## start Data entries

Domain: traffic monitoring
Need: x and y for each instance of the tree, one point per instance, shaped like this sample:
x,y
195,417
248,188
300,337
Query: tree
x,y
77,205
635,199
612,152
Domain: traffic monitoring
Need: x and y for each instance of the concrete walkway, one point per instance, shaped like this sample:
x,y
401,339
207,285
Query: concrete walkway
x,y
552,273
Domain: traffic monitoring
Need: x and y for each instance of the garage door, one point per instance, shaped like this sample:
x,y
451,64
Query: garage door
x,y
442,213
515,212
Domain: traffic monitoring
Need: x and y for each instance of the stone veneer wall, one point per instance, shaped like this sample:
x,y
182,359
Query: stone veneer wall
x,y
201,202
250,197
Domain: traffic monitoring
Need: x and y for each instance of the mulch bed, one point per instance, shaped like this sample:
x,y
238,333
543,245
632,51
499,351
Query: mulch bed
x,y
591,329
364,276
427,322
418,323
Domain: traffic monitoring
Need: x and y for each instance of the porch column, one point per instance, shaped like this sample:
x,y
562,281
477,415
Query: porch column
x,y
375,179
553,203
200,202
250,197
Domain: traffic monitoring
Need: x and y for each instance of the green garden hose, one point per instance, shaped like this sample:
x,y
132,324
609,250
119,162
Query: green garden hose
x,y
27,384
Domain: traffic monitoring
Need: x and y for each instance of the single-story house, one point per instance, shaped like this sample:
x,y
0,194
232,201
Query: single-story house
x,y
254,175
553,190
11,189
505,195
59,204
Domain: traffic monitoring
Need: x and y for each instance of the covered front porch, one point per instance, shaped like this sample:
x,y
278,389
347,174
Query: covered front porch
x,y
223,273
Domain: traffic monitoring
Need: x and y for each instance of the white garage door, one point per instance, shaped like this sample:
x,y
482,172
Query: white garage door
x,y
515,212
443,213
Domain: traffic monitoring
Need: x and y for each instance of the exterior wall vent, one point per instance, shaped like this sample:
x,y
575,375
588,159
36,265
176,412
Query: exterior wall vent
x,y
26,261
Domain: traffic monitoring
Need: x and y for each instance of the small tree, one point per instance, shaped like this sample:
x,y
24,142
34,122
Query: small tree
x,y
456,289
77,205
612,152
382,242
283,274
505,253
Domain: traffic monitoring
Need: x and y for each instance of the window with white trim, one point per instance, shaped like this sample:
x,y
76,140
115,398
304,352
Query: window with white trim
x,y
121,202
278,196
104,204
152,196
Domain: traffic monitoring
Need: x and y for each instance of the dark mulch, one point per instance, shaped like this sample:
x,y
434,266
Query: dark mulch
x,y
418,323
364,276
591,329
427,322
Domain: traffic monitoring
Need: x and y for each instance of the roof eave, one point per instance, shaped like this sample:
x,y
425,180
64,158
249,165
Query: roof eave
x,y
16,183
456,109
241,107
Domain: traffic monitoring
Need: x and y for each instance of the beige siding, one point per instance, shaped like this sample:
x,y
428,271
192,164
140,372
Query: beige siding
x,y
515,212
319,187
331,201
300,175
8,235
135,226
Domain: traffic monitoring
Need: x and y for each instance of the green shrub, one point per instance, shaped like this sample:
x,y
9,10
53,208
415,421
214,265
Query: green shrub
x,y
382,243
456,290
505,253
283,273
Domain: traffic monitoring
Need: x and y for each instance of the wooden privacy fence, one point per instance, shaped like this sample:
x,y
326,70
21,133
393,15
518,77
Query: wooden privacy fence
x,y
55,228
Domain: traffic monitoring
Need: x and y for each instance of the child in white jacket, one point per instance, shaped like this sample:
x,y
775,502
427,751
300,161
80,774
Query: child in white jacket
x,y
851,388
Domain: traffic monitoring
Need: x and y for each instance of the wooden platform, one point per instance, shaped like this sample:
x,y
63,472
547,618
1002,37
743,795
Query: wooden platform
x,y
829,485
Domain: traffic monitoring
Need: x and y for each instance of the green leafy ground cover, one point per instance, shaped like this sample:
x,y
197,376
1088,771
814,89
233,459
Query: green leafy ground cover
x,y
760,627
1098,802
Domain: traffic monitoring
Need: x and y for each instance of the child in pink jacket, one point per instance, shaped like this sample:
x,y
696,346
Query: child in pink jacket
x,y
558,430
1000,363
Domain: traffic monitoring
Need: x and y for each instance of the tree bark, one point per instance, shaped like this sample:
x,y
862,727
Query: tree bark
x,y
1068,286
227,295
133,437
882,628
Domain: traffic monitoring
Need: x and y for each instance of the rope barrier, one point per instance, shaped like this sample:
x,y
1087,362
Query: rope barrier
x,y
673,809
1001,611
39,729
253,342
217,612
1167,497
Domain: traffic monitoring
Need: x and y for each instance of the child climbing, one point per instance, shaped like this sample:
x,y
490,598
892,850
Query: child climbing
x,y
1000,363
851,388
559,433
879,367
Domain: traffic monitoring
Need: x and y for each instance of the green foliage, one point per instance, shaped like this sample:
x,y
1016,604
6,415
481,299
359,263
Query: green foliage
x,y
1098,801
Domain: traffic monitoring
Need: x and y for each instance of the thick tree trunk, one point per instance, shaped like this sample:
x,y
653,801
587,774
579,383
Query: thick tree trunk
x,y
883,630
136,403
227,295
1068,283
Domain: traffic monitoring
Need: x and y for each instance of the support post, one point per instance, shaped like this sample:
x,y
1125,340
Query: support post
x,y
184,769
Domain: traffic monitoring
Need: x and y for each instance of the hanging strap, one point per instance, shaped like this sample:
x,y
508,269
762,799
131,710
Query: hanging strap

## end Data entries

Exercise requirements:
Select each line in the items above that contains the word "mulch" and copy those lines.

Result of the task:
Need: x and y for each instance of the mulch bed, one point per instance, shaped like this sample:
Query: mulch bed
Need: x and y for each instance of the dark mulch, one point per instance, shaped like this sample:
Query: dark mulch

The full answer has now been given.